▶ **Reading text**
<<<<
Experts suggest writing about your breast cancer journey
Following a breast cancer diagnosis, most patients will have a wide array of emotions to sort through.
For some, they will avoid talking about the anger, fear or second-guesses with loved ones in an effort not to worry them.
Instead, write it down and get it out, say health experts.
By keeping a journal, if only for your own reading, you have a way to manage your feelings and make sense of what's going on, says Nancy Morgan, the former (she retired in 2014) arts and humanities program director, Georgetown Lombardi Comprehensive Cancer Center, Washington, D.C.
Expressive writing, not a to-do list, is what's most emotionally beneficial, say health experts, citing several studies.
"From my experience with patients, telling the story is the most important thing," says Melissa Craft, assistant professor, director Clinical Nurse Specialist Program, University of Oklahoma College of Nursing, Oklahoma City.
Your story starts with discovering your cancer. By writing about your experience, describing who you are and what you're going through, you're saying, "I'm unique. This happened to me," Craft says.
When Craft worked with women in her research, she used the word "story," not "expressive writing," to encourage participation.
"When I say expressive writing, I see eyes glaze over. When I say story, everyone is engaged," Craft says.
Her study showed writing personal stories about breast cancer improved the quality of life for those women who did it.
However, women are encouraged to go beyond the cancer story.
Write about what you'd like others to know about you, what you're impassioned about, says Morgan, a writing clinician.
>>>>
▶ **What you need to do**
Answer these questions from the article on writing about breast cancer:
(a) In what year did Nancy Morgan retire?
(b) What word did Craft use in her research instead of "expressive writing" to encourage participation?
(c) What did Craft's study show about the women who wrote personal stories about breast cancer?
The records aren't needed for this work.

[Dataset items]
<<<<
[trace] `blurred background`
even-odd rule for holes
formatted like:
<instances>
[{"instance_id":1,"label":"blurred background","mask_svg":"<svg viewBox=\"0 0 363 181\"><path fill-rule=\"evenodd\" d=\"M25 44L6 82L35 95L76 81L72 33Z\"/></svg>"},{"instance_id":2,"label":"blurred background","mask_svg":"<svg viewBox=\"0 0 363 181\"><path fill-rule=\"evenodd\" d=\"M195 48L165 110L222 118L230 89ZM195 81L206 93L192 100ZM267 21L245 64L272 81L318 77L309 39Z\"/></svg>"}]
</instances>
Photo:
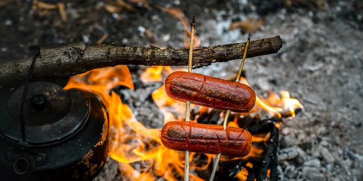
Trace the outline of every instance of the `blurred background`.
<instances>
[{"instance_id":1,"label":"blurred background","mask_svg":"<svg viewBox=\"0 0 363 181\"><path fill-rule=\"evenodd\" d=\"M281 148L300 155L280 162L285 180L363 181L361 0L2 0L0 63L79 41L185 48L193 15L195 46L282 39L278 53L248 59L244 70L256 92L287 90L304 106L282 126ZM225 79L239 63L195 72ZM133 75L146 69L129 68ZM146 101L136 98L127 102L132 109ZM96 180L122 180L118 164L109 160Z\"/></svg>"}]
</instances>

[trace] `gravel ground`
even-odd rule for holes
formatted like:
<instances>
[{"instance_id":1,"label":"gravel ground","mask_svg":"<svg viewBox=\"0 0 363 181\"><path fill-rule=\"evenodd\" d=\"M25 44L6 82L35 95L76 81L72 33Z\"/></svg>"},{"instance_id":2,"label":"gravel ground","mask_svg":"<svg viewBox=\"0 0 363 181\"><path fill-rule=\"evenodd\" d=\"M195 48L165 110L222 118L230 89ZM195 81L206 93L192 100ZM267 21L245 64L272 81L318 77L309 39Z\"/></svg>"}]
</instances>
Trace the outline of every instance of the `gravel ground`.
<instances>
[{"instance_id":1,"label":"gravel ground","mask_svg":"<svg viewBox=\"0 0 363 181\"><path fill-rule=\"evenodd\" d=\"M304 106L302 113L281 127L282 179L363 181L362 1L316 0L323 3L319 8L314 2L287 6L283 0L150 0L150 9L139 3L135 12L114 13L105 10L102 1L60 1L66 4L66 22L57 9L42 13L32 9L30 0L0 3L0 63L32 56L37 47L48 44L83 40L95 45L106 33L104 43L183 48L182 24L154 6L180 8L188 21L195 15L202 46L280 35L283 45L278 53L247 59L244 69L257 93L287 90ZM249 17L262 20L264 25L253 32L228 30L232 22ZM148 35L149 31L152 36ZM195 72L225 78L237 71L239 62L216 63ZM148 88L149 92L155 89ZM138 93L142 94L134 93L138 98L133 100L139 103L133 105L140 106L131 107L147 111L148 105L143 103L148 98ZM291 152L296 157L283 158L283 153ZM96 180L121 179L117 164L109 162Z\"/></svg>"}]
</instances>

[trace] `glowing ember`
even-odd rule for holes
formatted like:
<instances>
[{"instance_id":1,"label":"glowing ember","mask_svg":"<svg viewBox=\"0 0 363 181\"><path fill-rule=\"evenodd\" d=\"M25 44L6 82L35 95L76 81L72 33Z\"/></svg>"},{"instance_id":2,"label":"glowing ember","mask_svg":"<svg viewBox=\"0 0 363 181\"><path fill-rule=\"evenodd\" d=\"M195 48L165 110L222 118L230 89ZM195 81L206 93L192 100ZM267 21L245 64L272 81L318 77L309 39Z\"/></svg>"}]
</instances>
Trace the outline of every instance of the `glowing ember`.
<instances>
[{"instance_id":1,"label":"glowing ember","mask_svg":"<svg viewBox=\"0 0 363 181\"><path fill-rule=\"evenodd\" d=\"M176 71L169 67L154 67L147 69L141 75L144 83L162 82L168 75ZM248 85L242 78L241 82ZM90 91L97 95L106 107L110 125L110 156L119 163L119 168L124 178L127 180L155 181L163 177L168 181L178 181L183 177L184 153L171 150L165 148L160 141L160 130L159 129L148 129L139 122L129 106L121 102L119 95L110 90L116 87L124 86L132 90L134 85L130 71L126 66L118 66L94 70L86 73L72 77L65 89L80 89ZM255 107L248 114L259 114L265 111L271 115L280 115L280 112L288 110L292 117L295 116L294 110L302 108L302 105L297 99L291 98L285 91L280 92L282 98L271 93L266 98L257 97ZM164 114L164 123L171 121L181 120L184 118L185 103L170 98L165 92L164 86L156 90L152 97L158 106ZM193 107L191 105L191 108ZM208 113L210 109L202 107L199 112ZM241 114L241 115L245 115ZM191 120L196 122L196 120ZM238 127L234 121L228 123L229 126ZM276 126L278 126L279 125ZM268 135L254 135L253 143L262 142ZM253 145L251 153L242 158L233 158L222 156L221 161L237 159L248 160L251 158L261 157L263 150ZM215 156L205 154L206 160L200 165L200 160L195 160L198 154L190 155L189 178L194 181L203 181L195 175L195 171L207 169L211 159ZM146 168L135 169L131 164L137 162L147 166ZM198 166L197 166L197 165ZM249 163L247 167L252 168ZM237 176L240 180L244 181L248 176L245 168Z\"/></svg>"}]
</instances>

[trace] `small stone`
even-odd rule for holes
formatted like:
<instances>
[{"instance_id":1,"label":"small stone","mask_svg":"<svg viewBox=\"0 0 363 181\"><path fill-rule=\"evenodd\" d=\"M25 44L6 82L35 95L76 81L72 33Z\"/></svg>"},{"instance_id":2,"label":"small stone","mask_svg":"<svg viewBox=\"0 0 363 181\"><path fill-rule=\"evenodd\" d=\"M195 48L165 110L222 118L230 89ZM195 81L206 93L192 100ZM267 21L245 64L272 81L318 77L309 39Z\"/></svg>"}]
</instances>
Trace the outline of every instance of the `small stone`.
<instances>
[{"instance_id":1,"label":"small stone","mask_svg":"<svg viewBox=\"0 0 363 181\"><path fill-rule=\"evenodd\" d=\"M306 181L325 181L327 180L323 174L321 173L316 168L312 167L305 167L303 168L300 176L306 179Z\"/></svg>"},{"instance_id":2,"label":"small stone","mask_svg":"<svg viewBox=\"0 0 363 181\"><path fill-rule=\"evenodd\" d=\"M329 152L328 149L321 146L319 146L318 149L319 150L320 156L323 158L323 159L326 163L331 164L334 162L335 160L334 157L330 153L330 152Z\"/></svg>"},{"instance_id":3,"label":"small stone","mask_svg":"<svg viewBox=\"0 0 363 181\"><path fill-rule=\"evenodd\" d=\"M326 141L323 141L321 142L320 142L320 145L322 145L324 146L324 147L327 147L328 145L329 145L329 143L328 143L328 142Z\"/></svg>"},{"instance_id":4,"label":"small stone","mask_svg":"<svg viewBox=\"0 0 363 181\"><path fill-rule=\"evenodd\" d=\"M299 172L293 165L289 165L285 169L285 175L289 179L295 179L297 177Z\"/></svg>"},{"instance_id":5,"label":"small stone","mask_svg":"<svg viewBox=\"0 0 363 181\"><path fill-rule=\"evenodd\" d=\"M306 167L320 168L321 167L321 164L320 163L320 160L314 159L304 163L304 166Z\"/></svg>"},{"instance_id":6,"label":"small stone","mask_svg":"<svg viewBox=\"0 0 363 181\"><path fill-rule=\"evenodd\" d=\"M163 36L163 38L162 39L163 39L163 41L164 42L166 42L170 39L171 35L170 34L167 34Z\"/></svg>"},{"instance_id":7,"label":"small stone","mask_svg":"<svg viewBox=\"0 0 363 181\"><path fill-rule=\"evenodd\" d=\"M282 133L284 135L287 135L290 133L290 128L284 128L282 129L282 130L281 130L281 133Z\"/></svg>"},{"instance_id":8,"label":"small stone","mask_svg":"<svg viewBox=\"0 0 363 181\"><path fill-rule=\"evenodd\" d=\"M289 148L280 151L278 159L279 161L295 159L299 156L299 152L296 148Z\"/></svg>"},{"instance_id":9,"label":"small stone","mask_svg":"<svg viewBox=\"0 0 363 181\"><path fill-rule=\"evenodd\" d=\"M281 141L281 147L289 148L296 146L297 141L295 138L292 138L290 135L286 135L282 137Z\"/></svg>"}]
</instances>

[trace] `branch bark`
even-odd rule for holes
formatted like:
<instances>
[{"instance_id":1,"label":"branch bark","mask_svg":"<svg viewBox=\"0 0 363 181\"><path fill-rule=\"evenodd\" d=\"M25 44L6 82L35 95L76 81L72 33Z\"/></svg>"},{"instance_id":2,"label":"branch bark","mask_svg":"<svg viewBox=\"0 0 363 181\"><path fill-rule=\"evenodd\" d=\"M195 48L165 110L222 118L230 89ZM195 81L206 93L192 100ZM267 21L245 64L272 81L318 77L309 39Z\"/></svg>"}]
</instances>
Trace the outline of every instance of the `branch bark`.
<instances>
[{"instance_id":1,"label":"branch bark","mask_svg":"<svg viewBox=\"0 0 363 181\"><path fill-rule=\"evenodd\" d=\"M241 58L245 43L193 48L193 68ZM282 47L280 36L252 41L247 58L275 53ZM40 48L33 77L71 76L95 69L118 65L185 66L188 49L162 49L152 46L125 47L110 44L86 47L83 42L49 45ZM39 59L40 57L40 59ZM26 79L32 58L0 65L0 86Z\"/></svg>"}]
</instances>

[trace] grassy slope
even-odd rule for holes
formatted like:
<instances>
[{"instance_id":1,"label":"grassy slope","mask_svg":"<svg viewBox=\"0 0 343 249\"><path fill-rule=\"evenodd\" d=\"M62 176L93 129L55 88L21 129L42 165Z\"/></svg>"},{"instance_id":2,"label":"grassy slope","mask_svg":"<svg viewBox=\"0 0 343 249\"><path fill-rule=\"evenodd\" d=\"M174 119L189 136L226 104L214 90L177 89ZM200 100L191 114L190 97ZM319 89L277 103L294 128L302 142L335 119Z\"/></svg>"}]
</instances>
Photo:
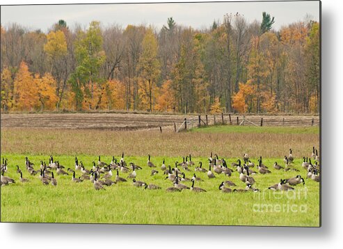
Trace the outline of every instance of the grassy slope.
<instances>
[{"instance_id":1,"label":"grassy slope","mask_svg":"<svg viewBox=\"0 0 343 249\"><path fill-rule=\"evenodd\" d=\"M216 125L195 128L192 131L205 133L268 133L277 134L319 134L319 127L255 127L237 125Z\"/></svg>"},{"instance_id":2,"label":"grassy slope","mask_svg":"<svg viewBox=\"0 0 343 249\"><path fill-rule=\"evenodd\" d=\"M216 127L214 127L216 128ZM203 188L207 193L190 193L189 190L181 193L166 193L165 188L171 183L164 179L159 168L162 157L154 157L152 161L160 170L158 175L150 177L150 168L145 166L145 157L127 157L127 161L134 161L143 166L137 171L138 180L154 183L163 187L158 191L136 188L131 182L121 183L107 187L104 191L96 191L93 184L84 182L79 184L71 182L71 176L57 176L58 186L43 186L38 177L29 176L24 169L24 154L3 154L8 158L10 168L8 175L18 179L15 166L18 164L24 170L24 177L31 182L22 184L18 182L12 186L1 187L1 221L13 222L50 222L50 223L142 223L142 224L198 224L198 225L300 225L318 226L319 224L319 184L305 180L305 186L308 192L304 197L303 186L297 186L296 193L301 198L293 200L292 196L283 193L273 196L266 188L278 182L280 178L294 177L296 172L285 172L271 170L269 175L257 175L255 187L262 190L258 193L221 193L218 186L225 179L223 175L208 179L206 173L197 175L205 180L196 182L196 186ZM96 156L79 155L86 168L90 168ZM48 155L30 156L30 159L39 163L40 160L48 159ZM103 156L102 159L109 161L111 157ZM193 158L192 158L193 159ZM67 167L73 167L74 156L59 156L55 159ZM180 159L166 158L166 163ZM196 162L205 158L194 158ZM228 159L228 162L235 159ZM256 163L256 160L253 160ZM264 163L271 167L275 159L264 159ZM280 163L281 159L277 160ZM230 163L228 163L230 164ZM173 164L172 164L173 165ZM296 162L296 168L301 169L301 160ZM144 167L145 166L145 167ZM37 166L36 166L37 167ZM301 175L305 177L305 170L301 169ZM193 168L192 168L192 173ZM79 174L80 174L79 172ZM126 177L125 174L122 176ZM186 172L191 177L190 172ZM235 182L237 188L244 188L235 172L230 180ZM191 186L189 183L187 184ZM298 196L298 195L297 195ZM253 212L253 204L273 204L286 205L293 204L307 205L307 212ZM287 206L288 204L288 206ZM297 209L298 210L298 209Z\"/></svg>"}]
</instances>

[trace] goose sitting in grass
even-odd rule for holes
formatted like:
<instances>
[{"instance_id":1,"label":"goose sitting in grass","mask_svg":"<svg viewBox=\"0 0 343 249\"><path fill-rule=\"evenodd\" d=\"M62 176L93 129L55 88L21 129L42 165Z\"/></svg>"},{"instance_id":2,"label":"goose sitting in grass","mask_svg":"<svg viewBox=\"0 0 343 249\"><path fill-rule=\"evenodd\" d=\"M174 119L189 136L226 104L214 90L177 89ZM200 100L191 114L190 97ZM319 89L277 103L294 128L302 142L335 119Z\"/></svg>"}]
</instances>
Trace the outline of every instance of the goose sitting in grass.
<instances>
[{"instance_id":1,"label":"goose sitting in grass","mask_svg":"<svg viewBox=\"0 0 343 249\"><path fill-rule=\"evenodd\" d=\"M219 185L219 190L221 190L223 193L232 193L232 190L230 188L226 188L224 186L224 182L222 182Z\"/></svg>"},{"instance_id":2,"label":"goose sitting in grass","mask_svg":"<svg viewBox=\"0 0 343 249\"><path fill-rule=\"evenodd\" d=\"M145 185L145 189L147 188L147 189L150 189L150 190L154 190L154 189L161 189L162 188L161 188L159 186L150 184L149 185Z\"/></svg>"},{"instance_id":3,"label":"goose sitting in grass","mask_svg":"<svg viewBox=\"0 0 343 249\"><path fill-rule=\"evenodd\" d=\"M148 158L147 158L147 166L150 167L150 168L156 168L154 163L150 161L150 155L148 154Z\"/></svg>"},{"instance_id":4,"label":"goose sitting in grass","mask_svg":"<svg viewBox=\"0 0 343 249\"><path fill-rule=\"evenodd\" d=\"M52 174L54 174L54 172ZM19 181L20 182L23 182L23 183L30 182L30 180L29 180L29 179L23 178L23 172L22 171L20 171L20 177L19 178Z\"/></svg>"},{"instance_id":5,"label":"goose sitting in grass","mask_svg":"<svg viewBox=\"0 0 343 249\"><path fill-rule=\"evenodd\" d=\"M141 186L145 186L147 185L147 184L144 182L141 181L136 181L136 179L133 179L132 181L134 182L133 184L136 187L141 187Z\"/></svg>"},{"instance_id":6,"label":"goose sitting in grass","mask_svg":"<svg viewBox=\"0 0 343 249\"><path fill-rule=\"evenodd\" d=\"M192 179L192 186L191 186L191 191L193 192L196 192L196 193L200 193L200 192L206 192L205 189L202 189L199 187L195 187L194 186L194 182L195 180Z\"/></svg>"},{"instance_id":7,"label":"goose sitting in grass","mask_svg":"<svg viewBox=\"0 0 343 249\"><path fill-rule=\"evenodd\" d=\"M126 179L120 177L119 176L119 171L117 169L117 176L115 177L115 182L127 182Z\"/></svg>"},{"instance_id":8,"label":"goose sitting in grass","mask_svg":"<svg viewBox=\"0 0 343 249\"><path fill-rule=\"evenodd\" d=\"M196 167L194 170L196 172L207 172L207 170L205 168L202 168L202 163L200 161L199 162L199 164L200 165L199 167Z\"/></svg>"},{"instance_id":9,"label":"goose sitting in grass","mask_svg":"<svg viewBox=\"0 0 343 249\"><path fill-rule=\"evenodd\" d=\"M278 162L276 161L274 163L274 165L273 165L273 167L276 170L281 170L281 169L284 169L284 168L282 166L281 166L280 165L278 164Z\"/></svg>"},{"instance_id":10,"label":"goose sitting in grass","mask_svg":"<svg viewBox=\"0 0 343 249\"><path fill-rule=\"evenodd\" d=\"M305 180L303 178L301 177L300 175L298 175L295 177L292 177L286 179L286 182L292 186L296 186L300 184L301 183L302 183L303 185L305 185Z\"/></svg>"},{"instance_id":11,"label":"goose sitting in grass","mask_svg":"<svg viewBox=\"0 0 343 249\"><path fill-rule=\"evenodd\" d=\"M74 171L74 172L72 172L72 182L75 182L75 183L79 183L79 182L83 182L83 180L82 180L82 179L81 179L80 178L76 178L76 177L75 177L75 171Z\"/></svg>"}]
</instances>

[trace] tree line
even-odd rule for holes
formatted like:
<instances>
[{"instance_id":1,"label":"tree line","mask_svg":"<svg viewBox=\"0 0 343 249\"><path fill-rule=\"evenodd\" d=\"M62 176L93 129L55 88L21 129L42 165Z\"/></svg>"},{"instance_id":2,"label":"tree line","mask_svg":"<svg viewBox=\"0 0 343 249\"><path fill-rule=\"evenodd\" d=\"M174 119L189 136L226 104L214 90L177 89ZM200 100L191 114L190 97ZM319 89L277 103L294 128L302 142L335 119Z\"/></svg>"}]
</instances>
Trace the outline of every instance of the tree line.
<instances>
[{"instance_id":1,"label":"tree line","mask_svg":"<svg viewBox=\"0 0 343 249\"><path fill-rule=\"evenodd\" d=\"M1 111L318 113L319 24L1 27Z\"/></svg>"}]
</instances>

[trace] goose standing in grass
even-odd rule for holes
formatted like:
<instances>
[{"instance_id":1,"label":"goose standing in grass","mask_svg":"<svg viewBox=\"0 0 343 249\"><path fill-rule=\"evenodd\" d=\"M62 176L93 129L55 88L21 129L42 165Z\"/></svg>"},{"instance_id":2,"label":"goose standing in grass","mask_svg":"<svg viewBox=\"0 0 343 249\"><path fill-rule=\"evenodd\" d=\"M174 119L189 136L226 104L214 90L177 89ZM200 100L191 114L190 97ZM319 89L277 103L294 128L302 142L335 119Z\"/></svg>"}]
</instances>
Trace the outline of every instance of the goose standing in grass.
<instances>
[{"instance_id":1,"label":"goose standing in grass","mask_svg":"<svg viewBox=\"0 0 343 249\"><path fill-rule=\"evenodd\" d=\"M57 168L56 170L56 172L57 175L69 175L60 168L60 163L58 161L57 161Z\"/></svg>"},{"instance_id":2,"label":"goose standing in grass","mask_svg":"<svg viewBox=\"0 0 343 249\"><path fill-rule=\"evenodd\" d=\"M153 176L153 175L157 175L158 173L159 173L159 171L158 170L151 170L150 176Z\"/></svg>"},{"instance_id":3,"label":"goose standing in grass","mask_svg":"<svg viewBox=\"0 0 343 249\"><path fill-rule=\"evenodd\" d=\"M131 172L131 174L129 174L127 176L127 178L136 178L136 176L137 176L137 173L136 172L136 170L134 169L134 164L133 171Z\"/></svg>"},{"instance_id":4,"label":"goose standing in grass","mask_svg":"<svg viewBox=\"0 0 343 249\"><path fill-rule=\"evenodd\" d=\"M280 182L278 185L278 188L279 190L284 191L292 191L294 190L294 188L292 188L292 186L289 186L287 184L287 182L285 179L280 179Z\"/></svg>"},{"instance_id":5,"label":"goose standing in grass","mask_svg":"<svg viewBox=\"0 0 343 249\"><path fill-rule=\"evenodd\" d=\"M194 162L192 161L192 157L191 157L191 154L189 154L189 161L188 161L187 164L190 166L193 166L196 165L196 163L194 163Z\"/></svg>"},{"instance_id":6,"label":"goose standing in grass","mask_svg":"<svg viewBox=\"0 0 343 249\"><path fill-rule=\"evenodd\" d=\"M24 183L24 182L30 182L30 180L26 178L23 178L23 172L20 171L20 177L19 178L19 182Z\"/></svg>"},{"instance_id":7,"label":"goose standing in grass","mask_svg":"<svg viewBox=\"0 0 343 249\"><path fill-rule=\"evenodd\" d=\"M224 186L224 182L222 182L221 185L219 185L219 190L223 193L232 193L232 190L230 188L226 188Z\"/></svg>"},{"instance_id":8,"label":"goose standing in grass","mask_svg":"<svg viewBox=\"0 0 343 249\"><path fill-rule=\"evenodd\" d=\"M162 163L162 165L161 166L161 170L166 170L167 169L167 167L166 167L166 164L164 164L164 159Z\"/></svg>"},{"instance_id":9,"label":"goose standing in grass","mask_svg":"<svg viewBox=\"0 0 343 249\"><path fill-rule=\"evenodd\" d=\"M101 161L100 156L99 156L99 159L97 161L97 166L99 167L107 166L107 163L105 162Z\"/></svg>"},{"instance_id":10,"label":"goose standing in grass","mask_svg":"<svg viewBox=\"0 0 343 249\"><path fill-rule=\"evenodd\" d=\"M244 163L246 163L248 162L248 161L249 160L249 156L248 156L248 154L244 154L244 155L243 156L243 160L244 161Z\"/></svg>"},{"instance_id":11,"label":"goose standing in grass","mask_svg":"<svg viewBox=\"0 0 343 249\"><path fill-rule=\"evenodd\" d=\"M94 186L94 188L95 188L95 190L100 190L100 189L104 189L104 186L102 186L102 184L100 184L97 181L97 172L95 172L94 174L93 186Z\"/></svg>"},{"instance_id":12,"label":"goose standing in grass","mask_svg":"<svg viewBox=\"0 0 343 249\"><path fill-rule=\"evenodd\" d=\"M79 159L75 156L75 170L81 170L81 167L79 165Z\"/></svg>"},{"instance_id":13,"label":"goose standing in grass","mask_svg":"<svg viewBox=\"0 0 343 249\"><path fill-rule=\"evenodd\" d=\"M281 169L283 169L284 168L282 166L281 166L280 165L278 164L278 162L276 161L274 163L274 165L273 165L273 167L276 170L281 170Z\"/></svg>"},{"instance_id":14,"label":"goose standing in grass","mask_svg":"<svg viewBox=\"0 0 343 249\"><path fill-rule=\"evenodd\" d=\"M200 193L200 192L206 192L206 191L203 188L199 187L194 186L194 179L192 179L192 186L191 186L191 191L193 192Z\"/></svg>"},{"instance_id":15,"label":"goose standing in grass","mask_svg":"<svg viewBox=\"0 0 343 249\"><path fill-rule=\"evenodd\" d=\"M200 177L198 177L196 176L196 173L193 173L193 177L192 177L192 179L195 179L195 180L196 180L196 181L198 181L198 182L204 182L204 180L203 180L203 179L202 179Z\"/></svg>"},{"instance_id":16,"label":"goose standing in grass","mask_svg":"<svg viewBox=\"0 0 343 249\"><path fill-rule=\"evenodd\" d=\"M136 187L141 187L147 185L145 182L141 181L136 181L136 179L134 178L132 179L132 182L134 182L133 184Z\"/></svg>"},{"instance_id":17,"label":"goose standing in grass","mask_svg":"<svg viewBox=\"0 0 343 249\"><path fill-rule=\"evenodd\" d=\"M216 177L212 173L212 172L211 171L211 166L209 166L209 171L207 171L207 177L209 177L209 178Z\"/></svg>"},{"instance_id":18,"label":"goose standing in grass","mask_svg":"<svg viewBox=\"0 0 343 249\"><path fill-rule=\"evenodd\" d=\"M206 170L206 169L202 168L202 163L201 161L199 162L199 164L200 166L199 167L196 167L194 169L195 171L202 172L204 173L207 171L207 170Z\"/></svg>"},{"instance_id":19,"label":"goose standing in grass","mask_svg":"<svg viewBox=\"0 0 343 249\"><path fill-rule=\"evenodd\" d=\"M119 176L119 171L118 170L118 169L117 169L117 176L115 177L115 181L116 181L117 182L127 182L127 181L126 180L126 179L122 178L122 177L120 177Z\"/></svg>"},{"instance_id":20,"label":"goose standing in grass","mask_svg":"<svg viewBox=\"0 0 343 249\"><path fill-rule=\"evenodd\" d=\"M57 180L54 177L54 172L51 172L51 185L57 186Z\"/></svg>"},{"instance_id":21,"label":"goose standing in grass","mask_svg":"<svg viewBox=\"0 0 343 249\"><path fill-rule=\"evenodd\" d=\"M292 177L286 179L286 182L292 186L296 186L300 184L301 183L302 183L303 185L305 185L305 180L303 178L301 177L300 175L298 175L295 177Z\"/></svg>"},{"instance_id":22,"label":"goose standing in grass","mask_svg":"<svg viewBox=\"0 0 343 249\"><path fill-rule=\"evenodd\" d=\"M83 182L80 178L76 178L75 177L75 171L72 172L72 182L76 182L76 183L79 183Z\"/></svg>"},{"instance_id":23,"label":"goose standing in grass","mask_svg":"<svg viewBox=\"0 0 343 249\"><path fill-rule=\"evenodd\" d=\"M189 187L184 185L184 184L180 184L179 183L179 177L177 177L177 172L176 173L176 177L175 177L175 183L174 184L174 186L175 188L180 188L180 189L189 189Z\"/></svg>"},{"instance_id":24,"label":"goose standing in grass","mask_svg":"<svg viewBox=\"0 0 343 249\"><path fill-rule=\"evenodd\" d=\"M147 166L148 166L150 168L156 168L154 163L150 161L150 155L148 154L148 158L147 158Z\"/></svg>"},{"instance_id":25,"label":"goose standing in grass","mask_svg":"<svg viewBox=\"0 0 343 249\"><path fill-rule=\"evenodd\" d=\"M124 152L122 152L122 158L120 159L120 163L124 166L127 166L126 161L124 160Z\"/></svg>"},{"instance_id":26,"label":"goose standing in grass","mask_svg":"<svg viewBox=\"0 0 343 249\"><path fill-rule=\"evenodd\" d=\"M288 156L288 161L289 161L289 163L292 163L294 160L294 157L292 154L292 149L289 149L289 156Z\"/></svg>"},{"instance_id":27,"label":"goose standing in grass","mask_svg":"<svg viewBox=\"0 0 343 249\"><path fill-rule=\"evenodd\" d=\"M150 190L154 190L154 189L161 189L162 188L161 188L159 186L150 184L149 185L145 185L145 189L147 188L147 189L150 189Z\"/></svg>"}]
</instances>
>>>>
▶ **Exercise result**
(a) 2014
(b) "Story"
(c) Writing the stories improved their quality of life.